— The problem —
Repeat, exactly and only, the lines from the one containing "[locate] the arched" to the last line, inclusive; do not repeat the pictures.

## Begin

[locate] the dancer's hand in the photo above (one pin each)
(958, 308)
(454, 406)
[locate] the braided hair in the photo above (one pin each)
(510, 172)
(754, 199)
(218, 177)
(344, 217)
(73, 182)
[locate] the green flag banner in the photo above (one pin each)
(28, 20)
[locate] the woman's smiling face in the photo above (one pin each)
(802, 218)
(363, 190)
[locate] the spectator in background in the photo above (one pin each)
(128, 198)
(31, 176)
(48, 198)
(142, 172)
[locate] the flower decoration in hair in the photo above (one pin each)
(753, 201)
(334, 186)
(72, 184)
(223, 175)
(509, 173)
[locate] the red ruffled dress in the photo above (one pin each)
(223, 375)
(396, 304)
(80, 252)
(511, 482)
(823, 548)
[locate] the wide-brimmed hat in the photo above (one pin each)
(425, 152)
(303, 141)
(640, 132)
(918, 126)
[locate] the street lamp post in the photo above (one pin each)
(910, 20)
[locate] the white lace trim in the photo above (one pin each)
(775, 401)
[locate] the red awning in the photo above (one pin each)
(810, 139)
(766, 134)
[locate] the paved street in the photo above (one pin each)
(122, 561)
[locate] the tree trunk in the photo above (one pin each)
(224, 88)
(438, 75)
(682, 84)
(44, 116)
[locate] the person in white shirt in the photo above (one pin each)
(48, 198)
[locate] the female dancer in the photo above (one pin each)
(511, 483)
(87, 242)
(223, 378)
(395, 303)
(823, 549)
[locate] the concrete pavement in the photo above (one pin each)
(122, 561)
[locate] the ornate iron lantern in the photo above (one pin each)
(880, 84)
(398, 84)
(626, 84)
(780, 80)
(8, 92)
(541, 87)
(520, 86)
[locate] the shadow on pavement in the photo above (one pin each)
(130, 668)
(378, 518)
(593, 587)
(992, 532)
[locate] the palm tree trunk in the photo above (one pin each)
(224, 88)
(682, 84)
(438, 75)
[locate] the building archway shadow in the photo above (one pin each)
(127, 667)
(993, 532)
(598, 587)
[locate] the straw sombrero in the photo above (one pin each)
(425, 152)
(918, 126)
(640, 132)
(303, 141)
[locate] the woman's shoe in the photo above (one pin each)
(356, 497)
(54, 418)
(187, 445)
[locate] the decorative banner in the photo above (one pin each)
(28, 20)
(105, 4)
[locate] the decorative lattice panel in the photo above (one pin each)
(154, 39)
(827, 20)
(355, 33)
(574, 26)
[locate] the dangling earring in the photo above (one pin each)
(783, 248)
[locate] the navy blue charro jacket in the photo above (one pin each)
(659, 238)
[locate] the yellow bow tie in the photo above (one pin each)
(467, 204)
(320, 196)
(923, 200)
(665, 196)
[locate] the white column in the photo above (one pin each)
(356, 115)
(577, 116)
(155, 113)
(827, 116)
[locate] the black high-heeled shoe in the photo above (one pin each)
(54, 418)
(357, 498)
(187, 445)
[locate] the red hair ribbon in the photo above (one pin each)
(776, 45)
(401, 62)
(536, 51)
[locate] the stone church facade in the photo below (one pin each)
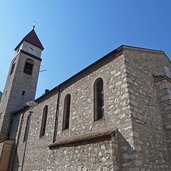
(115, 115)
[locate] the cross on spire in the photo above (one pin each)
(34, 23)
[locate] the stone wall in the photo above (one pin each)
(163, 85)
(148, 131)
(131, 106)
(97, 155)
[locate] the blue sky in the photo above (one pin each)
(76, 33)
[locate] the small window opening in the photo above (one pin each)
(28, 68)
(66, 113)
(23, 93)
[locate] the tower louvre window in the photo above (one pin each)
(66, 113)
(28, 68)
(43, 124)
(98, 99)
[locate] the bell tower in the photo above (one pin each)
(22, 80)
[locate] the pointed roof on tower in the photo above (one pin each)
(32, 38)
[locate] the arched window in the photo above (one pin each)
(66, 113)
(44, 118)
(98, 99)
(28, 67)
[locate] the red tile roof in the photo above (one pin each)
(32, 38)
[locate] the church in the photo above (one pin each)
(114, 115)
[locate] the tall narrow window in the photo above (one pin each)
(66, 113)
(98, 99)
(12, 68)
(44, 118)
(27, 128)
(28, 68)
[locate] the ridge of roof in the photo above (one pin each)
(32, 38)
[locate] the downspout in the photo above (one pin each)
(56, 117)
(116, 151)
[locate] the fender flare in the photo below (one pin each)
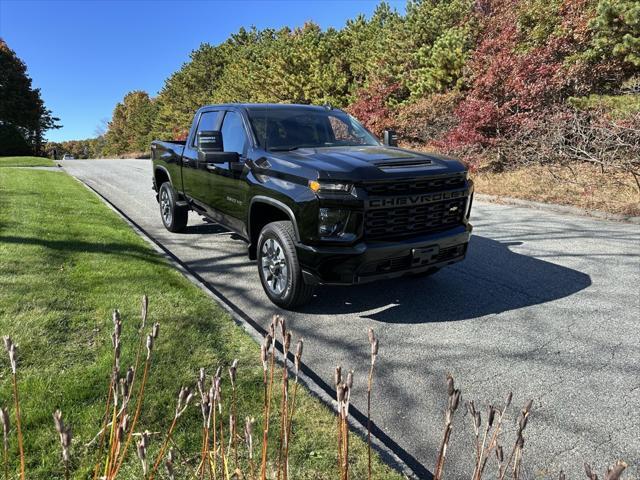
(160, 167)
(277, 204)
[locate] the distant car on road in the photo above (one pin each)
(316, 197)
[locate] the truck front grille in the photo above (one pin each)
(396, 222)
(423, 185)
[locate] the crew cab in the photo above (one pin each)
(317, 198)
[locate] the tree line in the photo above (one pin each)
(461, 76)
(24, 118)
(482, 79)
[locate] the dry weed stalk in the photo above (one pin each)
(168, 464)
(11, 350)
(248, 439)
(452, 406)
(233, 372)
(64, 432)
(184, 397)
(343, 397)
(373, 342)
(6, 425)
(613, 473)
(206, 401)
(297, 362)
(119, 457)
(269, 349)
(141, 450)
(284, 401)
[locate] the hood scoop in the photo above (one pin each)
(413, 164)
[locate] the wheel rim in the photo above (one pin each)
(165, 207)
(275, 270)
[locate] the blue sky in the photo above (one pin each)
(86, 54)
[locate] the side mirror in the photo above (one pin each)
(390, 138)
(210, 141)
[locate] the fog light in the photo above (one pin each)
(331, 221)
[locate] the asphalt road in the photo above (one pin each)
(546, 305)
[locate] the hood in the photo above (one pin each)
(369, 162)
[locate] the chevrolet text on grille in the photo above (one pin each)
(410, 200)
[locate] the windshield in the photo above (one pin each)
(282, 129)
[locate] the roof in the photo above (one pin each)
(269, 106)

## End

— Solution for this exercise —
[locate] the arched window in the photo above (one pin each)
(66, 113)
(44, 118)
(98, 99)
(28, 67)
[locate] the red tile roof in the photo above (one pin each)
(32, 38)
[locate] the church in the photo above (one pin each)
(114, 115)
[locate] the tall narrow window in the photo above (one pin each)
(66, 113)
(98, 99)
(12, 68)
(44, 118)
(27, 128)
(28, 68)
[locate] the ridge of roof in the photo above (one pin each)
(32, 38)
[locate] the downspout in the photo above (one pin each)
(56, 117)
(116, 151)
[locate] the fender flare in the photo below (one pin each)
(160, 167)
(277, 204)
[locate] the distant car on road in the photo above (one pin each)
(316, 197)
[locate] the truck front grille in the photo above (one pin each)
(396, 222)
(423, 185)
[locate] the crew cab in the photo above (one pin each)
(317, 198)
[locate] the tree line in the photo above (one pin each)
(461, 76)
(24, 118)
(482, 79)
[locate] the dry weed stalk in the photo above (one pin each)
(168, 464)
(11, 350)
(248, 439)
(452, 406)
(233, 372)
(64, 432)
(184, 397)
(343, 397)
(373, 342)
(6, 425)
(613, 473)
(206, 401)
(297, 362)
(119, 457)
(269, 349)
(141, 450)
(284, 401)
[locate] the hood scoop in the photo above (one pin each)
(413, 164)
[locate] the wheel rim in the photo above (one pin each)
(165, 207)
(275, 270)
[locate] the blue sky in the photo above (one pin each)
(86, 54)
[locate] the side mirror in the photo above (one pin each)
(390, 138)
(210, 141)
[locate] the fog light in the photo above (one pin each)
(331, 221)
[locate] the asphalt road in the photo above (one pin each)
(546, 305)
[locate] the hood in the photo above (one pin each)
(369, 162)
[locate] the chevrolet text on grille in the photo above (one pin each)
(410, 200)
[locate] the windshield in the photo above (one pin each)
(282, 129)
[locate] the roof in the photo above (one pin each)
(269, 106)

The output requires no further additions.